Schreib den Text über den Fachkräftemangel in Hessen unten weiter, direkt im Anschluss an seinen letzten Satz.

■ **Zitierter Text**:
━━━━

Der Fachkräftemangel ist vielfach hausgemacht

Vielen Unternehmen und öffentlichen Arbeitgebern gehen die Fachkräfte aus. Der Markt für Pfleger, Erzieher, Grundschulleher und Mechatroniker etwa ist wie leergefegt – und spitzt sich durch Versprechungen aus dem Koalitionsvertrag weiter zu.

 

Fachkräftemangel ist in Hessen zwar kein generelles Problem, trifft manche Branchen und Regionen aber besonders hart. Experten sehen die Ursachen in Versäumnissen aus der Vergangenheit, weisen aber auch auf schlechte Rahmenbedingungen hin. 

 

Das Beispiel Pflege

 

Beispiel Pflege: Die große Koalition hat sich auf 8000 neue Stellen verständigt, um dem Notstand in der Pflege Einhalt zu gebieten. Diese Zahl ist nach Einschätzunge des Deutschen Gewerkschaftsbunds (DGB) ein Tropfen auf den heißen Stein. Allein in Hessen würden in den nächsten Jahren 8000 neue Pflegekräfte gebraucht, sagt der hessische DGB-Vorsitzende, Michael Rudolph. Auf dem Arbeitsmarkt sei diese große Zahl an Fachkräften für die Pflege aber gar nicht zu finden.

Zu sehr leider der Beruf unter struktukturellen Problemen: niedrige Löhne und schwierige Arbeitsbedingungen.

 

 

 

Auch bei Grundschullehrern liegt einiges im Argen

 

Auch bei Hessens Grundschullehrern liegt einiges im Argen. Schon jetzt können in Hessen nicht mehr alle freien Stellen besetzt werden. Das Manko: Grundschullehrer werden hierzulande im Vergleich zu anderen Lehrern und Kollegen in anderen Bundesländern deutlich schlechter bezahlt. Erschwerend kommt hinzu, dass es für sie fast keine Aufstiegsmöglichkeiten gibt. Diese Umstände hielten viele Studenten davon ab, Grundschullehrer zu werden, so Rudolphs Fazit.

━━━━

■ **Gesammelte Daten**:

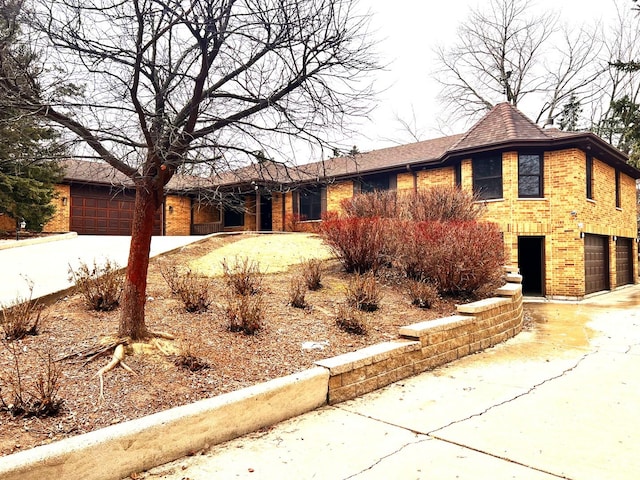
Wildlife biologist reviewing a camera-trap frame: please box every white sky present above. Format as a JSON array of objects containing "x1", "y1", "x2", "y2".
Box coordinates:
[{"x1": 346, "y1": 0, "x2": 633, "y2": 151}]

━━━━

■ **Lösung**:
Das Beispiel Erzieher

 

Weiteres Beispiel: Erzieher. Die werden in Hessen gleichfalls händeringend gesucht. Auch hier stimmten die Rahmenbedingungen nicht. So bekommen künftige Erzieher in ihren ersten drei Ausbildungsjahren keine Vergütung und die „Lehrzeit“ kann bis zu fünf Jahre dauern. Hinzu kommen schlechte Bezahlung bei steigenden Anforderungen.

Doch nicht nur in der Pflege sowie bei Lehrern und Erziehern müssen Stellen unbesetzt bleiben. Im öffentlichen Dienst fehlt es auch in anderen Berufsgruppen an Fachkräften. „In den nächsten zehn bis zwölf Jahren geht die Hälfte der Mitarbeiter des öffentlichen Dienstes in den Ruhestand“, sagt Heini Schmitt, Chef des hessischen Beamtenbundes. Zu diesem Zeitpunkt scheide nämlich die Baby-Boomer-Generation in Hessens Beamtenschaft aus dem Arbeitsleben aus. Das sind dann rund 72.000 Mitarbeiter.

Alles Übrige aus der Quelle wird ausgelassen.